Nothing should be left out: repeat all the data exactly.

*** Begin section ***

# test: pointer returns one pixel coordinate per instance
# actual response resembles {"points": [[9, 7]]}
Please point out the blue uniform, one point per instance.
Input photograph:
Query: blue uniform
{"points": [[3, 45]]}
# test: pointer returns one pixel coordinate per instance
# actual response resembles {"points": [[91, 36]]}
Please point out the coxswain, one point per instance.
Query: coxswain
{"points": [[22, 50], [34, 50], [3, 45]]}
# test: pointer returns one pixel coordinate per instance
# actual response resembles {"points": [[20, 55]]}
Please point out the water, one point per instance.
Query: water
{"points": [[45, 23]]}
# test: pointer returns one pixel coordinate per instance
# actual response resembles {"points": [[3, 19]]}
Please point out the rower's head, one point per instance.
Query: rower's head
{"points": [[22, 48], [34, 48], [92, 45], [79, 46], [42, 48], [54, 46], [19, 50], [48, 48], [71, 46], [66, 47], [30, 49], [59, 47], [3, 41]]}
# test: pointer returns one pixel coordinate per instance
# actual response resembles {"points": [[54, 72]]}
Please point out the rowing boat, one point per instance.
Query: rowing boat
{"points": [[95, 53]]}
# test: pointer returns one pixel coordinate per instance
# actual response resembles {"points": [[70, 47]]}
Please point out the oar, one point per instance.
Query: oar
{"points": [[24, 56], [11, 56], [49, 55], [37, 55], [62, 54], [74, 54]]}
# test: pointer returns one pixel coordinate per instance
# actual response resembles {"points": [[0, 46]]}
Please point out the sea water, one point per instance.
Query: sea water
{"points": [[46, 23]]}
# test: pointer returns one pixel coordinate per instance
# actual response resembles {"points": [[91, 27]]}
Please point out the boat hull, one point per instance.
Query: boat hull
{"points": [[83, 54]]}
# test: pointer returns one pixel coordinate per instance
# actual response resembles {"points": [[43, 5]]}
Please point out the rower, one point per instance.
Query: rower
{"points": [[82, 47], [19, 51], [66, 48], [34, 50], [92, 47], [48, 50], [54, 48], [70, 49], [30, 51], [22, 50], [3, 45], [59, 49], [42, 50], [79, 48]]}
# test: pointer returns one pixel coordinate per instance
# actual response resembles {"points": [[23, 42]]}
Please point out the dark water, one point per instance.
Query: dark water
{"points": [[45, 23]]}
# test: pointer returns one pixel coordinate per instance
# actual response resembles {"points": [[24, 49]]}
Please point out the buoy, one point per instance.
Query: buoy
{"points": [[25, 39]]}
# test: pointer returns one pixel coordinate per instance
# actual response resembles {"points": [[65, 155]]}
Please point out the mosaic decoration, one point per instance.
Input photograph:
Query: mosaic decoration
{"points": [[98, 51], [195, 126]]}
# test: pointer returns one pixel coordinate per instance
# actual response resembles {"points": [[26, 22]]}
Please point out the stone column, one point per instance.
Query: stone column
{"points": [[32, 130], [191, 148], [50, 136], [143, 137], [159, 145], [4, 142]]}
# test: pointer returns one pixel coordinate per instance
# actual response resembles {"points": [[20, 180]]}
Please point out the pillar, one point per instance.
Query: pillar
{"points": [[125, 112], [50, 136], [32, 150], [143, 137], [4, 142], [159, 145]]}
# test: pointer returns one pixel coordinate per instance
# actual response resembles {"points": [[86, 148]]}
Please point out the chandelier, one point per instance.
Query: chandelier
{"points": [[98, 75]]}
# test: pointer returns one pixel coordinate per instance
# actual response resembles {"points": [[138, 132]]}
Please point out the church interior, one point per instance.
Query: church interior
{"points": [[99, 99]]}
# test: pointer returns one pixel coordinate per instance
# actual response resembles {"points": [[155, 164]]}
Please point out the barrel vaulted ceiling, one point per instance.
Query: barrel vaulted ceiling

*** End section ***

▸ WRITTEN RESPONSE
# test: pointer returns one pixel coordinate per instance
# actual response resembles {"points": [[9, 7]]}
Please point out the blue uniform, one point per instance.
Input photograph:
Query: blue uniform
{"points": [[3, 45]]}
# test: pointer returns one pixel coordinate per instance
# actual response resembles {"points": [[91, 36]]}
Please point out the coxswain, one point per instance.
Query: coxswain
{"points": [[22, 50], [34, 50], [3, 45]]}
# test: pointer returns one pixel coordinate per instance
# actual response resembles {"points": [[20, 55]]}
Please point out the water, one point per instance.
Query: water
{"points": [[45, 23]]}
# test: pointer returns one pixel coordinate per instance
# actual response resembles {"points": [[3, 19]]}
Please point out the rower's head, one point per instance.
Query: rower's head
{"points": [[22, 48], [34, 48], [92, 45], [79, 46], [42, 48], [54, 46], [19, 50], [48, 48], [71, 46], [66, 47], [30, 49], [59, 47], [3, 41]]}
# test: pointer returns one pixel coordinate per instance
# actual response resembles {"points": [[54, 72]]}
Please point out the rowing boat, one point per instance.
Query: rowing boat
{"points": [[95, 53]]}
# test: pointer returns one pixel coordinate per instance
# actual response resembles {"points": [[70, 47]]}
Please point out the oar, one point per instance.
Query: oar
{"points": [[24, 56], [11, 56], [49, 55], [37, 55], [62, 54], [74, 54]]}
# test: pointer returns one pixel coordinate per instance
# actual response resembles {"points": [[0, 46]]}
Please point out the sea water, one point per instance.
Query: sea water
{"points": [[46, 23]]}
# test: pointer returns one pixel coordinate per instance
# actual response resembles {"points": [[91, 27]]}
Please point out the boat hull, one point per instance.
Query: boat hull
{"points": [[83, 54]]}
# test: pointer returns one pixel coordinate per instance
# actual response resembles {"points": [[43, 5]]}
Please point out the rower, one point per instance.
Query: rower
{"points": [[82, 47], [19, 51], [66, 48], [34, 50], [92, 47], [48, 50], [54, 48], [70, 49], [30, 51], [22, 50], [3, 45], [59, 49], [42, 50], [79, 48]]}
# test: pointer returns one pixel coordinate per instance
# actual response resembles {"points": [[23, 42]]}
Please point out the dark water, one point per instance.
Query: dark water
{"points": [[45, 23]]}
# test: pointer returns one pixel coordinate per instance
# actual response resembles {"points": [[24, 49]]}
Please point out the buoy, one point per instance.
Query: buoy
{"points": [[25, 39]]}
# test: pointer returns one pixel coordinate per instance
# actual response resembles {"points": [[65, 155]]}
Please point out the mosaic decoration, one point per instance.
Input photograph:
Query: mosaic decoration
{"points": [[98, 51], [195, 126]]}
# test: pointer returns one pixel coordinate per instance
# actual response resembles {"points": [[26, 22]]}
Please point out the stone column, one point per instance.
Query: stone column
{"points": [[32, 130], [191, 148], [50, 136], [143, 137], [159, 145], [4, 142]]}
# test: pointer returns one pixel coordinate per instance
# actual response resembles {"points": [[20, 180]]}
Please point out the pillar, one point per instance.
Query: pillar
{"points": [[125, 112], [50, 136], [32, 150], [143, 137], [4, 142], [159, 145]]}
# test: pointer returns one pixel coordinate per instance
# actual response resembles {"points": [[86, 148]]}
Please point out the chandelier, one point per instance.
Query: chandelier
{"points": [[98, 75]]}
# test: pointer returns one pixel coordinate per instance
# actual response resembles {"points": [[138, 132]]}
Please point out the church interior, one point per instance.
Query: church interior
{"points": [[99, 99]]}
# test: pointer returns one pixel coordinate per instance
# actual response resembles {"points": [[155, 164]]}
Please point out the barrel vaulted ceiling, one point per instance.
Query: barrel vaulted ceiling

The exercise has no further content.